Task objective: Pick up the passage describing rehabilitation trials for acquired brain injury and continue it from its final sentence.

The trials covered a range of severities of ABI. Three studies (Cicerone 2008; Wade 1997; Wade 1998) recruited people with brain injury of all severities, two (Elgmark 2007; Paniak 1998) recruited only people with mild TBI and the remainder recruited people with moderate to severe ABI. Between them, trials recruited 2729 patients and 132 carers.

Interventions

The interventions studied also varied. However, trials could be divided broadly into the following categories.

Five trials (Elgmark 2007; Paniak 1998; Salazar 2000; Wade 1997; Wade 1998) enrolled all patients presenting acutely to hospital with TBI and included populations predominantly in the milder ambulatory category. The intervention was targeted primarily at increasing participation (social integration, return to work, etc.) and reducing post‐concussional symptoms.
Two trials (Andelic 2012; Bai 2012) enrolled patients with moderate to severe TBI during acute stages of recovery. In these trials, participants received some form of very early rehabilitation alongside their acute medical management. As a result of the severity of their injuries, rehabilitation emphasised reducing disability.
Twelve trials (Björkdahl 2006; Bowen 2001; Cicerone 2008; Kwakkel 1999; Ozdemir 2001; Powell 2002; Semlyen 1998; Shiel 2001; Slade 2002; Smith 1981; Werner 1996; Zhu 2007) enrolled patients (following TBI or stroke) who were already presenting to rehabilitation services. This group, therefore, had greater levels of motor impairment and dependence on personal activities of daily living (ADLs), and interventions were targeted at improving function in ADLs (reduced disability), although measures of participation (reduced handicap) sometimes were also included.

Within this third group, trials covered a range of different interventions in different settings.

Two trials assessed the impact of out‐patient rehabilitation programmes, with one testing programmes of different intensity (Smith 1981), and the other testing therapy offered late after treatment (Werner 1996).
Three trials assessed the benefits of a co‐ordinated community‐based multi‐disciplinary team approach for patients (Powell 2002) and carers (Bowen 2001). Björkdahl 2006 compared a short programme of home‐based rehabilitation versus out‐patient (day clinic) rehabilitation following a period of in‐patient stroke rehabilitation.
Two trials assessed the benefits of a specialist in‐patient rehabilitation programme as opposed to local services (Semlyen 1998) or home‐based advice (Ozdemir 2001).
Four trials compared programmes of higher intensity versus treatment of lower (standard) intensity: two with a view towards assessing impact on length of stay (Shiel 2001; Slade 2002), and two (Kwakkel 1999; Zhu 2007) with focus on improving functional outcomes.

Data shown:
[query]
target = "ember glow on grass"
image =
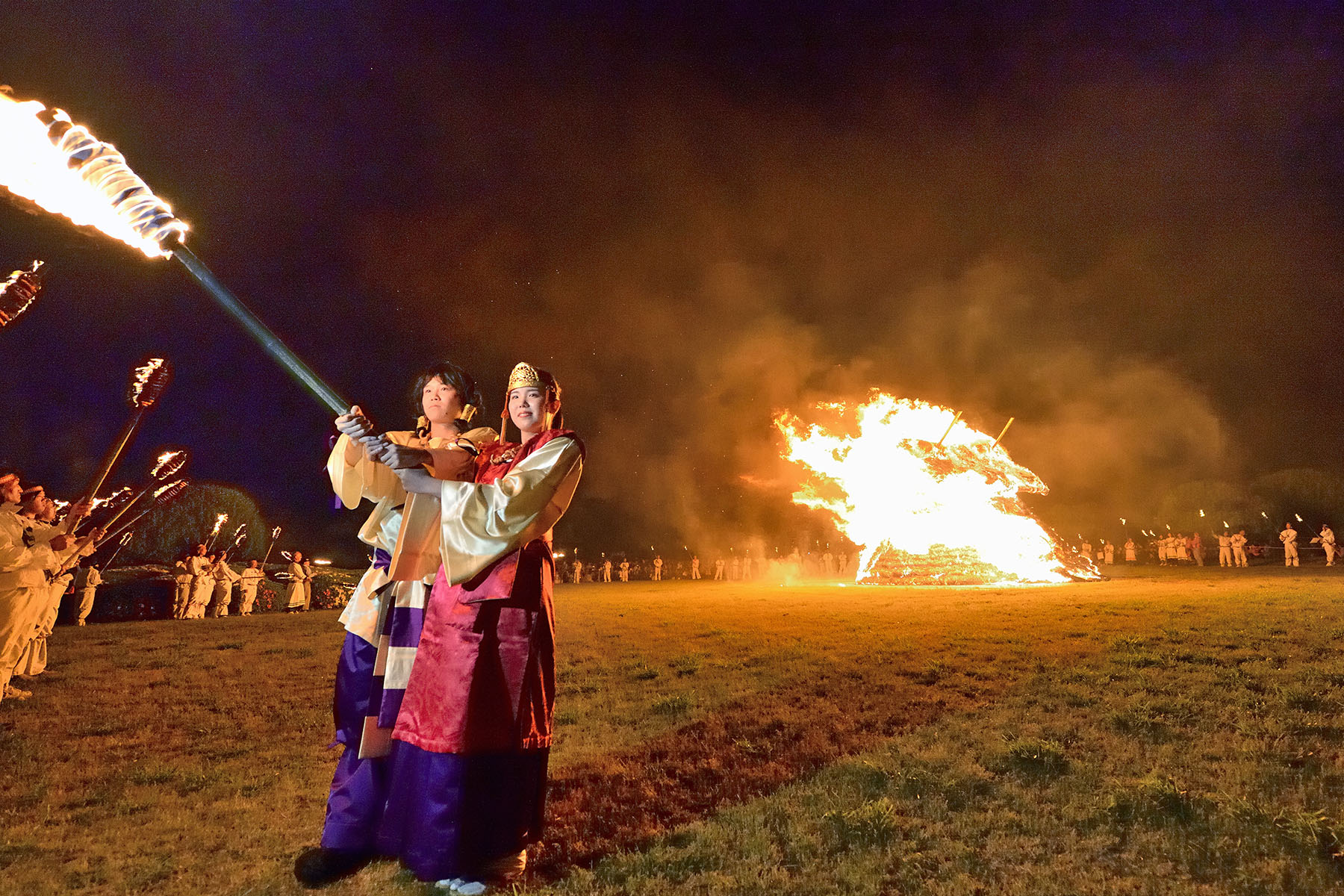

Final answer:
Two trials (Cicerone 2008 and also a subgroup analysis within Salazar 2000) assessed the benefits of holistic neuropsychological rehabilitation programmes delivered in a ‘therapeutic milieu’ model for patients requiring cognitive rehabilitation following moderate to severe brain injury. Salazar 2000 compared this approach versus a limited home‐based rehabilitation programme, and Cicerone 2008 compared it against a standard neurorehabilitation programme.

Outcomes

Within these groups, studies used different outcomes measured at different intervals over follow‐up periods of various lengths. As anticipated, we found insufficient concordance between outcome measures, time points and types of interventions to allow pooling of data for meta‐analysis.

Adverse effects

Rehabilitation can certainly have 'adverse effects', but in clinical practice this has often been considered unlikely; the absence of adverse effects, therefore, is hardly ever specifically recorded. Because adverse effects can and do occur, they should be recorded. We looked for information on adverse effects, but none of the included studies explicitly reported on them.

Risk of bias in included studies

According to the van Tulder scoring system of methodological quality, the maximum achievable score is 19. Results of scoring are shown in Table 3. Re‐scoring of all studies has led to minor changes in the order of quality.

3. Methodological quality as assessed by the van Tulder method.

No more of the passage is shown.